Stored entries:

....

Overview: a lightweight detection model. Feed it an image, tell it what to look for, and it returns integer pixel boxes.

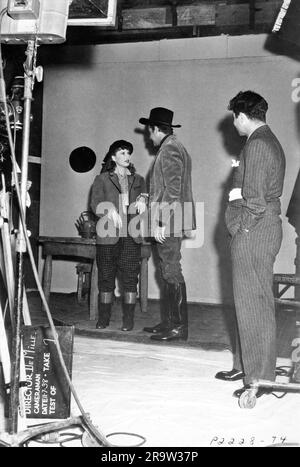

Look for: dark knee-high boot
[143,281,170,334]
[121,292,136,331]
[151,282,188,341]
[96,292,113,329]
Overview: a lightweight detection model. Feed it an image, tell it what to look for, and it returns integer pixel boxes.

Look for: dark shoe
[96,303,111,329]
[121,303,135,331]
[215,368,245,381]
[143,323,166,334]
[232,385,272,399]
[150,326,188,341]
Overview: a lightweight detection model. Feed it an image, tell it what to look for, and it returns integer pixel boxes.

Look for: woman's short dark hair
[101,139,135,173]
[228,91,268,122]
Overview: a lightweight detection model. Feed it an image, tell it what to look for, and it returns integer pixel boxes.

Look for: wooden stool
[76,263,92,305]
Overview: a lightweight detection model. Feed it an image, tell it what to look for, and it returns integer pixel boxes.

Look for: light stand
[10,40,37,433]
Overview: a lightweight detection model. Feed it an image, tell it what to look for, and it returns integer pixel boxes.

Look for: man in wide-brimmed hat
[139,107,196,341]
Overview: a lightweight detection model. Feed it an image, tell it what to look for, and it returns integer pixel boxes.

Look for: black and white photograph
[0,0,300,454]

....

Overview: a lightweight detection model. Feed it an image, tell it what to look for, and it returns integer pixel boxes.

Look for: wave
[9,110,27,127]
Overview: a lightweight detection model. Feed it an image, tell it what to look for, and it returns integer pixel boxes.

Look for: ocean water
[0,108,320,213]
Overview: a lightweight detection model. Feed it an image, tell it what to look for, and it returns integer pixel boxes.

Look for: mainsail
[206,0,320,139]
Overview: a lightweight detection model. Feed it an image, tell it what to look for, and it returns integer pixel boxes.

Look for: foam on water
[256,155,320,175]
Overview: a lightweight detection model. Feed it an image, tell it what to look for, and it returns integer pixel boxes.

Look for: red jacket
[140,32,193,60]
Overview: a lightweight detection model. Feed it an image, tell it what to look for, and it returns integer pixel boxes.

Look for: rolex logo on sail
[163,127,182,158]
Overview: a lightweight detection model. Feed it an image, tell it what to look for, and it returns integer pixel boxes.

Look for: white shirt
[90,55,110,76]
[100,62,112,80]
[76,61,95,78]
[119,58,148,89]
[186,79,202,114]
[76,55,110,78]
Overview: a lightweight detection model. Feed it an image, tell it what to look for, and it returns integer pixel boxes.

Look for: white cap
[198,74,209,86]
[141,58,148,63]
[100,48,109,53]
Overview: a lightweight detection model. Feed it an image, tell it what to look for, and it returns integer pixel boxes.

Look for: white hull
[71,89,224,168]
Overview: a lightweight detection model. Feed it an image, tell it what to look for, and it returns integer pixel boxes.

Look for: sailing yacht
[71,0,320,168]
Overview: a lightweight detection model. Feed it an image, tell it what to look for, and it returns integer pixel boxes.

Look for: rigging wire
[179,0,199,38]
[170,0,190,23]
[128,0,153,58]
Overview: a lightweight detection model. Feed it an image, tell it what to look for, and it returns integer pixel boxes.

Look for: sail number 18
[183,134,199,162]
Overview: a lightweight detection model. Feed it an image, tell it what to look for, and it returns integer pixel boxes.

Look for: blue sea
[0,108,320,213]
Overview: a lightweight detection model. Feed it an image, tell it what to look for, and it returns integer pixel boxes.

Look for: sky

....

Report every line in the listing that contains the word "dark". Case counts.

Look for: dark knee-high boot
Look for: dark shoe
Look for: woman's short dark hair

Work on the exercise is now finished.